• _What this task involves_: What you return must match the entries word for word, minus the pictures.

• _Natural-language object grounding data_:
----------
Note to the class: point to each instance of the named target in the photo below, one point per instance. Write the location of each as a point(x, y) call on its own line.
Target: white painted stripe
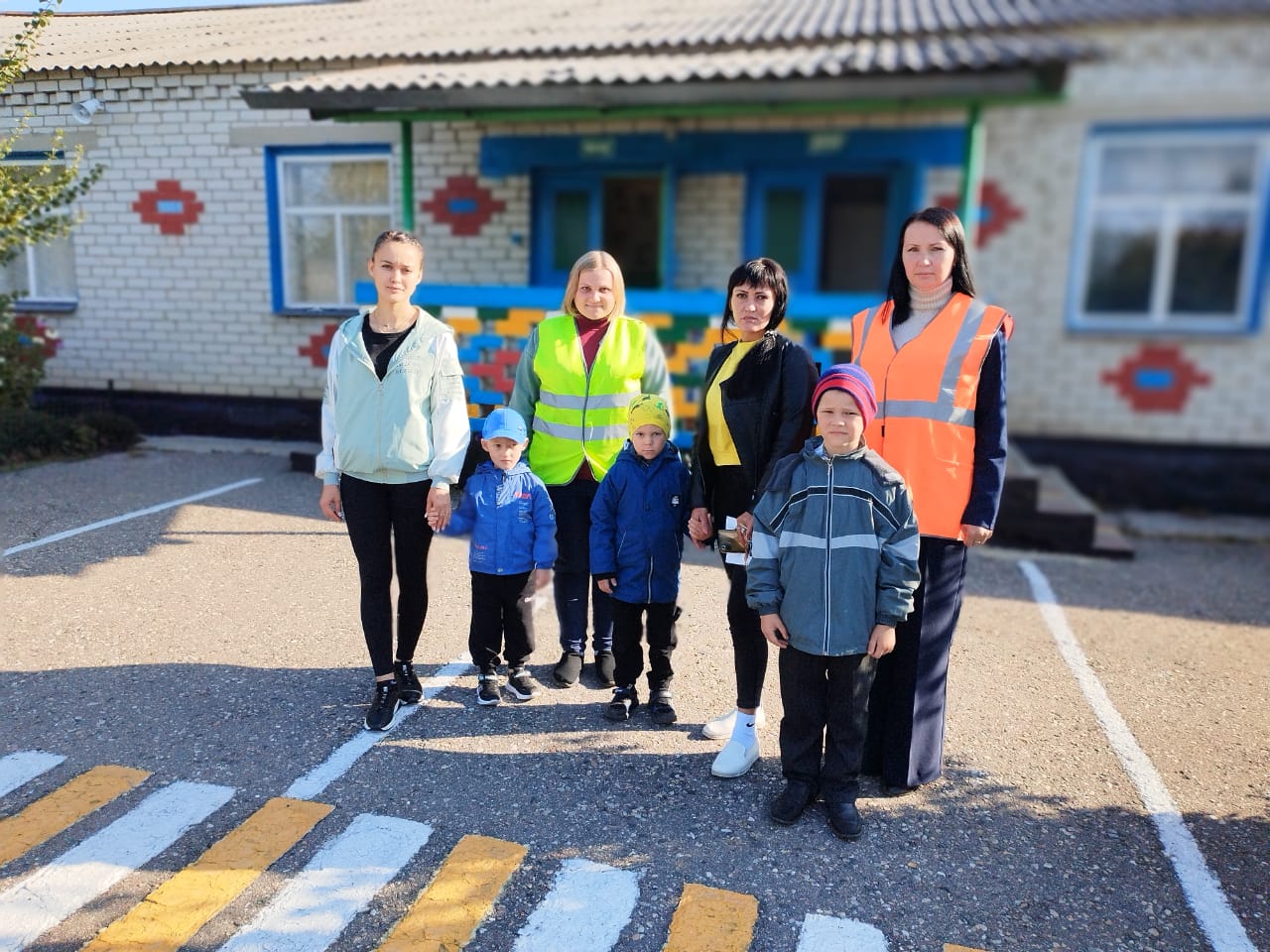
point(23, 767)
point(80, 875)
point(137, 515)
point(338, 883)
point(824, 933)
point(335, 766)
point(587, 907)
point(1199, 885)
----------
• _Your solution_:
Note to the class: point to each instance of the named target in the photo below, one point per instance. Write the location of each as a point(x, y) call on its own line.
Target: white painted stripe
point(23, 767)
point(80, 875)
point(137, 515)
point(338, 883)
point(824, 933)
point(335, 766)
point(587, 907)
point(1199, 885)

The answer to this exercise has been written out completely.